__Description of the task__. Copy out every line of the records below verbatim, leaving out the pictures.
===== Listed entries
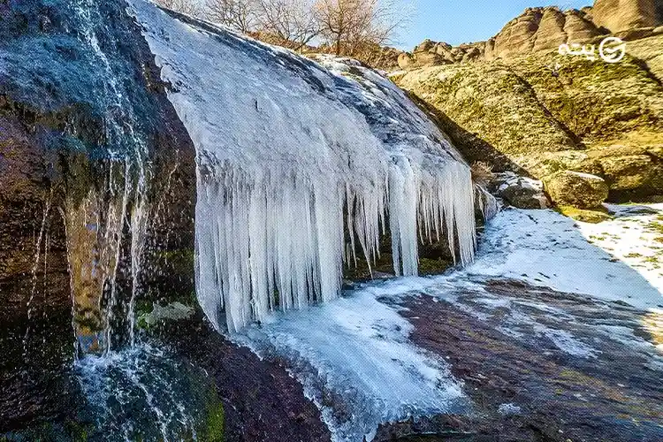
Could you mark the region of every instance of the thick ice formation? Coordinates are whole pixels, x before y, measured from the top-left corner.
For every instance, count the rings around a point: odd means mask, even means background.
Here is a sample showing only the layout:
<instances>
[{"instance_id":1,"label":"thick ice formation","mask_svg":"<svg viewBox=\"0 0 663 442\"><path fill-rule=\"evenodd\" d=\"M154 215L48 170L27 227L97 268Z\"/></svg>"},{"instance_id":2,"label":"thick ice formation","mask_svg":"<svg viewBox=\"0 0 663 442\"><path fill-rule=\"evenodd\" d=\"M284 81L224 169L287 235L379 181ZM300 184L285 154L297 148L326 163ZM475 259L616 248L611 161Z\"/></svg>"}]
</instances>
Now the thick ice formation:
<instances>
[{"instance_id":1,"label":"thick ice formation","mask_svg":"<svg viewBox=\"0 0 663 442\"><path fill-rule=\"evenodd\" d=\"M397 274L443 234L472 260L469 168L387 80L129 4L197 149L197 292L217 327L222 309L234 332L335 298L343 263L372 261L387 228Z\"/></svg>"}]
</instances>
==========
__The reply__.
Could you mark the region of every instance of the thick ice formation? Coordinates are whole pixels, x before y, measured from the top-left corner.
For every instance, count the rings around a point: odd means mask, even means background.
Here is a sample showing only the layout:
<instances>
[{"instance_id":1,"label":"thick ice formation","mask_svg":"<svg viewBox=\"0 0 663 442\"><path fill-rule=\"evenodd\" d=\"M154 215L48 170L27 227L97 268Z\"/></svg>"},{"instance_id":2,"label":"thick ice formation","mask_svg":"<svg viewBox=\"0 0 663 442\"><path fill-rule=\"evenodd\" d=\"M284 81L224 169L287 235L379 181ZM300 184L285 154L297 148L326 163ZM475 259L616 248L611 161Z\"/></svg>"}]
</instances>
Now the thick ice formation:
<instances>
[{"instance_id":1,"label":"thick ice formation","mask_svg":"<svg viewBox=\"0 0 663 442\"><path fill-rule=\"evenodd\" d=\"M397 274L443 234L472 260L469 168L387 80L129 4L197 149L197 292L217 327L222 309L234 332L335 298L343 263L372 261L387 228Z\"/></svg>"}]
</instances>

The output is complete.